Over the past few years the development and application of one-flask sequences comprising at least one metathesis step has attracted increasing attention [2123]. Such sequences provide rapid access to constitutional isomers or functionalized derivatives of the actual metathesis products in just one step. An example recently published by us combines RCM of butenoates 2 with a base-induced highly stereoselective ring opening of the transient metathesis products 4, furnishing exclusively Z,E-dienes 3 [24]. We assume that the reaction proceeds via formation of an enolate 5, followed by electrocyclic ring opening to carboxylates 6 [25], although a non-concerted pathway can not be excluded (Scheme 1).

Scheme 1.

Scheme 1

RCM/base-induced ring-opening sequence.

To the best of our knowledge, metathesis/non-metathesis one flask sequences have not been used before for the two directional elaboration or desymmetrization of C2-symmetric building blocks. In this contribution, we demonstrate that this combination can be advantageously used for the synthesis of decanolides. These natural products share a ten-membered lactone structure and are normally isolated from fungi. Diverse bioactivities have been reported, such as phytotoxicity, cytotoxicity, antimalarial and antibacterial activity, which are a strong motivation for total synthesis [2627]. In addition, several ambiguities in the structural assignment of some of these natural products still exist, and chemical synthesis has been proven to be a powerful and reliable tool for completing the structure elucidation and for correcting erroneous assignments. In particular if ex-chiral pool starting materials with well established absolute configurations are used, such as D-mannitol-derived 1 or L-tartrate-derived ent-1, highly reliable structural assignments become possible. Two decanolides, for which the absolute configuration was only assigned based on analogy to related natural products are stagonolide E [2829] and curvulide A [30]. Stagonolide E is a secondary metabolite of Stagonospora cirsii, which is a fungal pathogen of the weed Cirsium arvense [28]. It has also been isolated from the fungus Curvularia sp. PSU-F22 [29]. Curvulide A was identified as a metabolite of a different strain of Curvularia sp. [30]. In this case, the absolute configuration at C9 was assigned as 9R based on a comparison of its CD spectrum with that of a structurally related compound, whereas the configuration at C6 could not be clarified. For the epoxide moiety of curvulide A, only the relative configurations at C4 and C5 were elucidated based on H,H-coupling constants (Figure 1) [30].

________

Task directions:
Repeat, word for word, the part of the metathesis text starting with "Over the past" and going on through "RCM/base-induced ring-opening sequence.".

________

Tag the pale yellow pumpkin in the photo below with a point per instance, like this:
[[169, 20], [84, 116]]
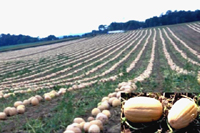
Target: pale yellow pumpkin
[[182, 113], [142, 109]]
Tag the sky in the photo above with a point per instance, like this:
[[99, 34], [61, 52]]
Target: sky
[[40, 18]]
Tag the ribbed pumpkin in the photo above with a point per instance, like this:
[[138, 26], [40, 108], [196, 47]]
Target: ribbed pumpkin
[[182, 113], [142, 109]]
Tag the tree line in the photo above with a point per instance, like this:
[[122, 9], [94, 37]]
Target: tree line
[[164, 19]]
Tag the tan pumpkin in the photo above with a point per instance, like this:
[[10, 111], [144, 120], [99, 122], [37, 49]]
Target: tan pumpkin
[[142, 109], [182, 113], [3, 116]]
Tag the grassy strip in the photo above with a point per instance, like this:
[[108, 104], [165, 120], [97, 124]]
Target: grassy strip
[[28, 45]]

________

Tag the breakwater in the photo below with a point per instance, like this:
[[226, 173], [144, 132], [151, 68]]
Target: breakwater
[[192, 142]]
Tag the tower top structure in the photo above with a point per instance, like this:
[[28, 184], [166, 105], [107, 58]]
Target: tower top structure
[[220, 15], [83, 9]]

________

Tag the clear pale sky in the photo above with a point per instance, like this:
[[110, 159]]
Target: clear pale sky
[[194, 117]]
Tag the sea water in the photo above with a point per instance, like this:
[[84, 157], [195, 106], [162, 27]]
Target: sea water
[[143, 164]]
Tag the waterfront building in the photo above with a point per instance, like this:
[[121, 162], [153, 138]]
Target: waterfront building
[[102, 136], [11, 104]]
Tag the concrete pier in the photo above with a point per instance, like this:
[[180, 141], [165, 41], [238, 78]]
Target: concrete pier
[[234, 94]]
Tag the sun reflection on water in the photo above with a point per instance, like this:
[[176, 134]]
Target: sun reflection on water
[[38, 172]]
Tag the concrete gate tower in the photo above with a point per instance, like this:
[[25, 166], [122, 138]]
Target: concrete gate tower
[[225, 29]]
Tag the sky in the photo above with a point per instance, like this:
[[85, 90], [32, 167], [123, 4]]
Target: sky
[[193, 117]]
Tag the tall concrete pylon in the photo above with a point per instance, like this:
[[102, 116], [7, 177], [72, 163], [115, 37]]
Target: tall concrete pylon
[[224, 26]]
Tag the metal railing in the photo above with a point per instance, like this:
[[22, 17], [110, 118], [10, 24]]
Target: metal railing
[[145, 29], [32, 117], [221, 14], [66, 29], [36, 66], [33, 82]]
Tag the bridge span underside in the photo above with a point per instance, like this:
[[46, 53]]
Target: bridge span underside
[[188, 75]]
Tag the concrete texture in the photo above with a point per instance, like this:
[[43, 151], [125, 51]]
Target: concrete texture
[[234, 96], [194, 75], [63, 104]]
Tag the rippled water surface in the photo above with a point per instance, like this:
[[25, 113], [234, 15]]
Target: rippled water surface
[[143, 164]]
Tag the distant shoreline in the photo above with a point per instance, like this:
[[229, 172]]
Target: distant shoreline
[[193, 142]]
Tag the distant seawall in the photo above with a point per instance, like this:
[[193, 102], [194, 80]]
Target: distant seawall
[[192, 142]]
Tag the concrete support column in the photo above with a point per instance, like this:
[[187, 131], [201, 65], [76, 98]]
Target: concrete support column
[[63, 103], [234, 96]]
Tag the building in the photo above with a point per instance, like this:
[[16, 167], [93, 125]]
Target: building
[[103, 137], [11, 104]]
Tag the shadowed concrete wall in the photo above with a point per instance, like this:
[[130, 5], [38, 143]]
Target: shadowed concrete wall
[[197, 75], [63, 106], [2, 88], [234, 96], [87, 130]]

________

Answer section:
Over the past few years the development and application of one-flask sequences comprising at least one metathesis step has attracted increasing attention [2123]. Such sequences provide rapid access to constitutional isomers or functionalized derivatives of the actual metathesis products in just one step. An example recently published by us combines RCM of butenoates 2 with a base-induced highly stereoselective ring opening of the transient metathesis products 4, furnishing exclusively Z,E-dienes 3 [24]. We assume that the reaction proceeds via formation of an enolate 5, followed by electrocyclic ring opening to carboxylates 6 [25], although a non-concerted pathway can not be excluded (Scheme 1).

Scheme 1.

Scheme 1

RCM/base-induced ring-opening sequence.